EXERCISE DETAILS - Reproduce each line of the entries that carries "negative".

Stored items
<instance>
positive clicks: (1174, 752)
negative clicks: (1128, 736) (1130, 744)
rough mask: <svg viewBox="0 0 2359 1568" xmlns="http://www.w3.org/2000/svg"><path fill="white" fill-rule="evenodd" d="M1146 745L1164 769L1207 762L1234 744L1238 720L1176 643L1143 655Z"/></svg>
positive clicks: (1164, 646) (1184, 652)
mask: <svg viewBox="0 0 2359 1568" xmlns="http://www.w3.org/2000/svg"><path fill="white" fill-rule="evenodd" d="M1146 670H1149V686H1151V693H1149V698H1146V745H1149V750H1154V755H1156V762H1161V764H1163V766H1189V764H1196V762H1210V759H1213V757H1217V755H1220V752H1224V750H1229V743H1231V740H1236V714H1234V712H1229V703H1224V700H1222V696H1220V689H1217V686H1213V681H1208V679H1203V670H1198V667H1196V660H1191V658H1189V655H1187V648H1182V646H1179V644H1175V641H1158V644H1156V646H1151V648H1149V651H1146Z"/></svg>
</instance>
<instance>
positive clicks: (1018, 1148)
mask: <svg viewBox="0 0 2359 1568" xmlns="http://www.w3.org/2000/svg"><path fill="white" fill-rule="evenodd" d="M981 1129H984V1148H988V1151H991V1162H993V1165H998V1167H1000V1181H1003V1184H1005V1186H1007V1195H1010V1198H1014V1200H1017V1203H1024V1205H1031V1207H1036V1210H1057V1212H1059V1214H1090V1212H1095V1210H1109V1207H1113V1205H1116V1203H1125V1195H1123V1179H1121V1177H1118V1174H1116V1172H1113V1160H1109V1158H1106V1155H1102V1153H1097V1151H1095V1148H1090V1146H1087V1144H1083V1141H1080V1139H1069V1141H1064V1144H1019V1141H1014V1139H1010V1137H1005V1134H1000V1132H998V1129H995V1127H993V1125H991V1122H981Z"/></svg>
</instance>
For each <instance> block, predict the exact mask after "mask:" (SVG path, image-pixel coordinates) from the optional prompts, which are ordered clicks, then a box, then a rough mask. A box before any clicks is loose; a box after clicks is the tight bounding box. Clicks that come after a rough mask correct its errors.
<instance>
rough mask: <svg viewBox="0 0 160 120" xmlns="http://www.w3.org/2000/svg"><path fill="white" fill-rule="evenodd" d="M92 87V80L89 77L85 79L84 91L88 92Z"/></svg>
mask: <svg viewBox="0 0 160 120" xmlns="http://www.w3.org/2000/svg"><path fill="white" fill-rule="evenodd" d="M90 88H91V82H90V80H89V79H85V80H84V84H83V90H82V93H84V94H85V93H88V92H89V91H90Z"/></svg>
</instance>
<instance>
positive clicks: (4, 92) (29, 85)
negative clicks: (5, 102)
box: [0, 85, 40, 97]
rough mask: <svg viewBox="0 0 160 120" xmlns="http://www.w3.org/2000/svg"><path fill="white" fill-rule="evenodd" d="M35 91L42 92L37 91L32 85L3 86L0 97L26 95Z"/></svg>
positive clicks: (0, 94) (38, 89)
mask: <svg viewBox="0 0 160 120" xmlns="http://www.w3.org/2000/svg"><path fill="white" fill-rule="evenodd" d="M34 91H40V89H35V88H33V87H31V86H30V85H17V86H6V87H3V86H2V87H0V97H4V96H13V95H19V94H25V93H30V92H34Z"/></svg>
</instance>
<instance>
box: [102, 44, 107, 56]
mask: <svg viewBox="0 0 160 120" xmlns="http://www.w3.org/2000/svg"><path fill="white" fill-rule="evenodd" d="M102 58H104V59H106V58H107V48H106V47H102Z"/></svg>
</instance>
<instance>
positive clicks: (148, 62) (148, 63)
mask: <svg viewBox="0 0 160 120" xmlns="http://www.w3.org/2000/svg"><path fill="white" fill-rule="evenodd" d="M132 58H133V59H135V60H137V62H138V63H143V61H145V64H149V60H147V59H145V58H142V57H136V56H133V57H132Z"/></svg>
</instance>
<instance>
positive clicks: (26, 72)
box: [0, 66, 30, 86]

WRITTEN SOLUTION -
negative clicks: (1128, 736) (1130, 744)
negative clicks: (5, 102)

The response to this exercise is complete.